• [EXERCISE MATERIAL]
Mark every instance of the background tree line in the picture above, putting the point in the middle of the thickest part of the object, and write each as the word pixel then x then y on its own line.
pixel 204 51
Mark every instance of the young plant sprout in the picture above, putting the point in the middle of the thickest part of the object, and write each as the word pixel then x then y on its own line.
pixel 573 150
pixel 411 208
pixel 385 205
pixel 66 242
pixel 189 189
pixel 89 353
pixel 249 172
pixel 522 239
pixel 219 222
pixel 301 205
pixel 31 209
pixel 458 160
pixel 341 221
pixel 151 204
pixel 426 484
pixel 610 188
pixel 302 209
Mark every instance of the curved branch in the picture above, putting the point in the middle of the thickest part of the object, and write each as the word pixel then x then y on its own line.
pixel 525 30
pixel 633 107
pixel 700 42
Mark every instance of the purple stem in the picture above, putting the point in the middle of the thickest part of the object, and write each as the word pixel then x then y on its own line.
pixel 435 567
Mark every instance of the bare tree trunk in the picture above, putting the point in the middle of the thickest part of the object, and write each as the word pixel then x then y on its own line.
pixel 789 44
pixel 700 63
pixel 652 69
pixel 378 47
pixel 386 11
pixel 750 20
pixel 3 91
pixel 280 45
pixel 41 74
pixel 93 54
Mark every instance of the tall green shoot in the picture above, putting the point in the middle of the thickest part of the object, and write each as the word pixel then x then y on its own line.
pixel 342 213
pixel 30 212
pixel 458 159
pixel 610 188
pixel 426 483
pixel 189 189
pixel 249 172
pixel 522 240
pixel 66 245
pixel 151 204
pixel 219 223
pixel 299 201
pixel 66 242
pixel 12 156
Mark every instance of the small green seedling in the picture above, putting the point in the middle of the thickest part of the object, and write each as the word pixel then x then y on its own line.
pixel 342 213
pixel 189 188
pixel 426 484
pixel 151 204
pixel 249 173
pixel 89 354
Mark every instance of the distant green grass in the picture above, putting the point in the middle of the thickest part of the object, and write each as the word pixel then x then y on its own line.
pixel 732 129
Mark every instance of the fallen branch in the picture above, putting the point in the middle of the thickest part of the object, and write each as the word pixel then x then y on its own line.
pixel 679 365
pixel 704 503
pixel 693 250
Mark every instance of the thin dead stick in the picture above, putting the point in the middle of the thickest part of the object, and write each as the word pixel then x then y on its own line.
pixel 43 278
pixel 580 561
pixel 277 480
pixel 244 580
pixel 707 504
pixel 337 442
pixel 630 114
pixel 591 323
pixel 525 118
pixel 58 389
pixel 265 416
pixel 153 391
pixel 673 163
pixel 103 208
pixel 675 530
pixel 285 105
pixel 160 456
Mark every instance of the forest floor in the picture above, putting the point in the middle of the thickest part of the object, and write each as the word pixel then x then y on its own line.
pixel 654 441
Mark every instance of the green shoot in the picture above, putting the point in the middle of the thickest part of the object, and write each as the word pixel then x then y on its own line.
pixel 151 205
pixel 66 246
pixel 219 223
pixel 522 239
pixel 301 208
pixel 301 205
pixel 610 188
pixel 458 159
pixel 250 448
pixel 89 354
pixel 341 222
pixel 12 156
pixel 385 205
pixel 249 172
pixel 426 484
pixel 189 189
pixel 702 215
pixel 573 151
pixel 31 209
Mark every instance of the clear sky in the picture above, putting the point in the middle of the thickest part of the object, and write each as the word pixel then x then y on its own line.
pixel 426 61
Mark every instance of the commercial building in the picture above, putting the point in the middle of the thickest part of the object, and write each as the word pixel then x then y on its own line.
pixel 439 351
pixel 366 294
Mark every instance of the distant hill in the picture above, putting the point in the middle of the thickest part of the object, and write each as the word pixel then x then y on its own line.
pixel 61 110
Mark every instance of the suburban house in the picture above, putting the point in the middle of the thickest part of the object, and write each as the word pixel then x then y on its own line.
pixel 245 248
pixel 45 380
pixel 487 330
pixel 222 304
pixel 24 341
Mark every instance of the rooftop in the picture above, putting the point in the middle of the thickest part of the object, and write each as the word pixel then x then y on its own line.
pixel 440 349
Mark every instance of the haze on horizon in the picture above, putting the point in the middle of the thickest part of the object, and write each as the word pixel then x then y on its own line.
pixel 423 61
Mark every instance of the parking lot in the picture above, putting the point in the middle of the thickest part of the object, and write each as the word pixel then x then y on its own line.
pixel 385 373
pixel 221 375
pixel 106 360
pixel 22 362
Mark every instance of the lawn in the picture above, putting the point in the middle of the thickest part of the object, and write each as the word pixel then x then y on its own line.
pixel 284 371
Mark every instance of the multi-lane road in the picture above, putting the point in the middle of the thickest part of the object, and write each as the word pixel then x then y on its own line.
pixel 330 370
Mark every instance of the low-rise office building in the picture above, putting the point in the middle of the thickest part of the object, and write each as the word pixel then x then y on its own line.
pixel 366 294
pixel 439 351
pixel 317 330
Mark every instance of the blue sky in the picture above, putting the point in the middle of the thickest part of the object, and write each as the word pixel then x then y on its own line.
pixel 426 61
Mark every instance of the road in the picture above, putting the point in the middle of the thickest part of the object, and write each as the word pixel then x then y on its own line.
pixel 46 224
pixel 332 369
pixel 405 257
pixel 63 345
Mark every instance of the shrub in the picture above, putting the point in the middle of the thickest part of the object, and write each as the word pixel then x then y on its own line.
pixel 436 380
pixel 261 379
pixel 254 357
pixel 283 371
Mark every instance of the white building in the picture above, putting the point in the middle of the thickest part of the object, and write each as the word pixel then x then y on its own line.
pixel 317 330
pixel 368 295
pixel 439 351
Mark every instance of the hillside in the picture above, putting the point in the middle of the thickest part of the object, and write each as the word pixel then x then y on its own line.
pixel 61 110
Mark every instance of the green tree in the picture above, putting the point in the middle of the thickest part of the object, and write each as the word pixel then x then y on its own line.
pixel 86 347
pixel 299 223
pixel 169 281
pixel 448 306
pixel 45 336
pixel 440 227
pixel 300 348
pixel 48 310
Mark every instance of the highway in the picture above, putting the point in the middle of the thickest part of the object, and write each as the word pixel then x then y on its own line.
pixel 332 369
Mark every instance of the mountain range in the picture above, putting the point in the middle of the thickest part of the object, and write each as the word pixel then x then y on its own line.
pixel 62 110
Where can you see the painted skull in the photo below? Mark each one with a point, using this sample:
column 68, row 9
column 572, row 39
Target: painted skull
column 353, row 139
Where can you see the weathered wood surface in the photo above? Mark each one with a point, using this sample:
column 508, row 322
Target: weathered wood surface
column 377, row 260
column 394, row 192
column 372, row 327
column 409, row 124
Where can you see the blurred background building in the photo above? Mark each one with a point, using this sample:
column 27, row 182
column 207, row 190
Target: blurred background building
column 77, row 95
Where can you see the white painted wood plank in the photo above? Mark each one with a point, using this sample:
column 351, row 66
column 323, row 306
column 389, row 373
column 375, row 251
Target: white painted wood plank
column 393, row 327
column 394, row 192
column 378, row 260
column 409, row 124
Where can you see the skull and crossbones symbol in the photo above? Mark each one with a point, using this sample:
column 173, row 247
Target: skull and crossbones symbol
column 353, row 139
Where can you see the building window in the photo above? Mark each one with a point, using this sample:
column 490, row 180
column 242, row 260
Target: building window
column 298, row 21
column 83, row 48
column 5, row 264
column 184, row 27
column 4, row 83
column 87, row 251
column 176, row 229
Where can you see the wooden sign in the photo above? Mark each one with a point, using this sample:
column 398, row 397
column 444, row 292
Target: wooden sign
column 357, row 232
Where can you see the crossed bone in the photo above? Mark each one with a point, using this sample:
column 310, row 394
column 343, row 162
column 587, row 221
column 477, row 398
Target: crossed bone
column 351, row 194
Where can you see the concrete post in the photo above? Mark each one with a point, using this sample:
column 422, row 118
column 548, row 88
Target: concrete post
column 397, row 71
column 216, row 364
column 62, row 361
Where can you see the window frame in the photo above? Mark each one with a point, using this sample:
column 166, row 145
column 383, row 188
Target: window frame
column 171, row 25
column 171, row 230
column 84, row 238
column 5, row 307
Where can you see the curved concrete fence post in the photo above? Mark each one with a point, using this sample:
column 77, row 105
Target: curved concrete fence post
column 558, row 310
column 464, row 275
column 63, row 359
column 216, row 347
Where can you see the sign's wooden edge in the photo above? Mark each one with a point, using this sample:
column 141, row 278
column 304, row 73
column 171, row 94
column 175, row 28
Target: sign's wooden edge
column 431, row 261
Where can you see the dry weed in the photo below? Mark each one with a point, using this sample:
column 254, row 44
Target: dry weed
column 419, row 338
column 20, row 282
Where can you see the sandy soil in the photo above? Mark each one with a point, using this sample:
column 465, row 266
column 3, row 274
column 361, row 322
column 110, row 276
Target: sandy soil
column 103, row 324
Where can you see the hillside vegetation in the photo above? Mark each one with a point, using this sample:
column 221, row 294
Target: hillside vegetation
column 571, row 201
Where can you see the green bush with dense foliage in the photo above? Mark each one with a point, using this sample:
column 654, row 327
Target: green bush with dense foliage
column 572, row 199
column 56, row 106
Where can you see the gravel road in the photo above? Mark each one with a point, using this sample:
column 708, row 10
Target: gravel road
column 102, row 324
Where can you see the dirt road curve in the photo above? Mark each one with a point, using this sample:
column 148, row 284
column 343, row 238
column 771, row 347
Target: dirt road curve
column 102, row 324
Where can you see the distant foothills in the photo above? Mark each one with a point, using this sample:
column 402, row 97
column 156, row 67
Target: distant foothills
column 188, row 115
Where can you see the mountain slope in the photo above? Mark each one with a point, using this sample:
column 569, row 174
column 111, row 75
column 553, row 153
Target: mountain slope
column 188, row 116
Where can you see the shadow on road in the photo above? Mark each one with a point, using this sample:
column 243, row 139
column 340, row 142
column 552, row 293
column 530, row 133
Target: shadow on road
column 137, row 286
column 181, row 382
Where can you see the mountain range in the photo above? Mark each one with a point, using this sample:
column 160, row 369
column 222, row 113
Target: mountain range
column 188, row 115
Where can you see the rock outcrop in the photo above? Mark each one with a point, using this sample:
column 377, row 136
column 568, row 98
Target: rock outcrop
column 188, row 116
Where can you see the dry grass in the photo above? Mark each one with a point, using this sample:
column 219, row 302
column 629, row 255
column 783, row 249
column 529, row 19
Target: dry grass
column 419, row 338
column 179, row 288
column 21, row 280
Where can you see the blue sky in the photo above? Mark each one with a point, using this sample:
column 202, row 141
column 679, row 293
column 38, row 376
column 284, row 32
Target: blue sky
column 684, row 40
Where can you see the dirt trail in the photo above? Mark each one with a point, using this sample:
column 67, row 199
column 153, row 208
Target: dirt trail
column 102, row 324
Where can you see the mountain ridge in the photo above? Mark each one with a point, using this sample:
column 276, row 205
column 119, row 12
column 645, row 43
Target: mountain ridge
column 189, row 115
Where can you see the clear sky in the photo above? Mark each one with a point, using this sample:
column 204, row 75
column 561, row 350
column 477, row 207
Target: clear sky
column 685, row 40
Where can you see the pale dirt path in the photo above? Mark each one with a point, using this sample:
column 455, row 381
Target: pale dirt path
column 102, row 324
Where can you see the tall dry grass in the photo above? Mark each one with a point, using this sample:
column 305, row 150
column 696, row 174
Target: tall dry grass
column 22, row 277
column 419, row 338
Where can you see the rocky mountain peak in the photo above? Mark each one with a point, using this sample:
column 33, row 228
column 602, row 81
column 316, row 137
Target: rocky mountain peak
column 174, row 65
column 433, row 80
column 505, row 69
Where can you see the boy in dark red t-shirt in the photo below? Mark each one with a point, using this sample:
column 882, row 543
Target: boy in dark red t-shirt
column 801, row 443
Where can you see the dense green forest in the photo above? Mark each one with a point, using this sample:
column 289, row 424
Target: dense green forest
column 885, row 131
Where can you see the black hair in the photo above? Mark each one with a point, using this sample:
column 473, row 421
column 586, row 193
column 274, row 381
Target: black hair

• [WHAT YOU SHOULD DO] From the records above, copy each line that contains the word "hair".

• [TASK OUTPUT]
Where can you see the black hair in the photo above? Mark each one with a point, using this sample:
Target: black hair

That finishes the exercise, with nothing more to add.